Check your understanding:
#1 Copy the passage on NHS budget allocation word for word from "Underpinning research" to "(Research Fellow, 2008-date)".
#2 Write the text that follows the last line of the passage on NHS budget allocation.

The Department of Health seeks to distribute the NHS budget to local commissioning organisations to achieve equal access for equal need and reduce health inequalities. The formula upon which it bases this distribution must be evidence-based, robust and up-to-date. We summarise four pieces of applied econometric research undertaken at the University of Manchester (UoM) and commissioned by the Department of Health that have developed the methodology for setting budgets fairly and determined the content of the formula in use in England from 2008-date. Adoption of the findings of this research by government has led to a substantial redistribution of NHS funding between areas.

Underpinning research

See numbered references in section 3.

The impact is based on research that has been undertaken at the UoM with national collaborators from 2008-date, with the key publications in 2010. The key researchers are:

  • Matthew Sutton (Professor of Health Economics, 2008-date)
  • Stephen Birch (Professor of Health Economics, 2004-date)
  • William Whittaker (Research Fellow, 2008-date)

Data shown:
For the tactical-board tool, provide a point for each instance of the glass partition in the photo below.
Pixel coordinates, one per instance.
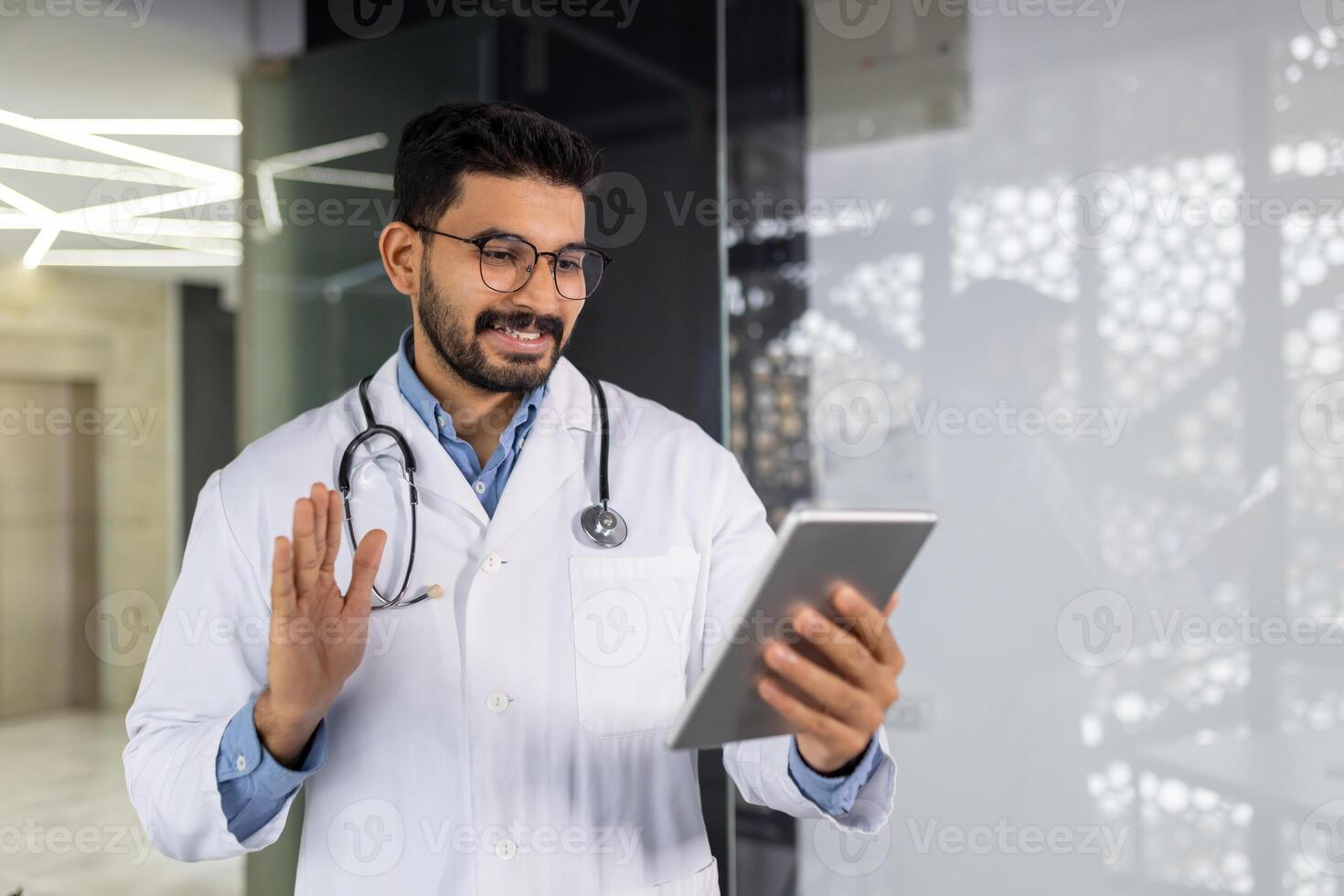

Results of the exercise:
#1
Underpinning research

See numbered references in section 3.

The impact is based on research that has been undertaken at the UoM with national collaborators from 2008-date, with the key publications in 2010. The key researchers are:

  • Matthew Sutton (Professor of Health Economics, 2008-date)
  • Stephen Birch (Professor of Health Economics, 2004-date)
  • William Whittaker (Research Fellow, 2008-date)

#2
The aim of the research was (and continues to be) to develop the methods used to estimate the formula for allocating the NHS budget to local health care commissioning organisations. These econometric methods are applied to national datasets to derive up-to-date shares of resources for each organisation that reflect their population size, demographic composition, morbidity and socio-economic deprivation, and expected input prices. The main contributions since 2008 have been:

  1. To test the General Labour Market theory and method that underpins the adjustment for variations in the expected costs of labour (called the Staff Market Forces Factor), which has been used in the English NHS funding formula for almost 30 years. The first publication (below) derived from a commissioned report for the Department of Health, involved analysis of spatial variations in vacancy rates, and found empirical evidence to support the theory for nurses but not for medical staff (1).
  2. To review whether funding shares should be based on disease prevalence rather than needs estimates derived from regression models of variations in the utilisation of health care services to better reflect unmet need. Publication 2 derived from a commissioned report for the Department of Health, showed that there were methodological flaws as well as data availability problems with the prevalence-based approach. The proportionality assumption underpinning the prevalence-based approach was shown not to hold and adoption of this approach would under-allocate resources to rural areas, areas with younger populations, and deprived areas (2).
  3. To review the approach taken in the English formula to meet its objective to contribute to the reduction of avoidable inequalities in health. In a report to the Department of Health (3), we highlighted the current lack of clarity in the distinction between the two objectives for the English funding formula and the purpose of the current Health Inequalities Adjustment, and the lack of a good evidence-base for making such an adjustment.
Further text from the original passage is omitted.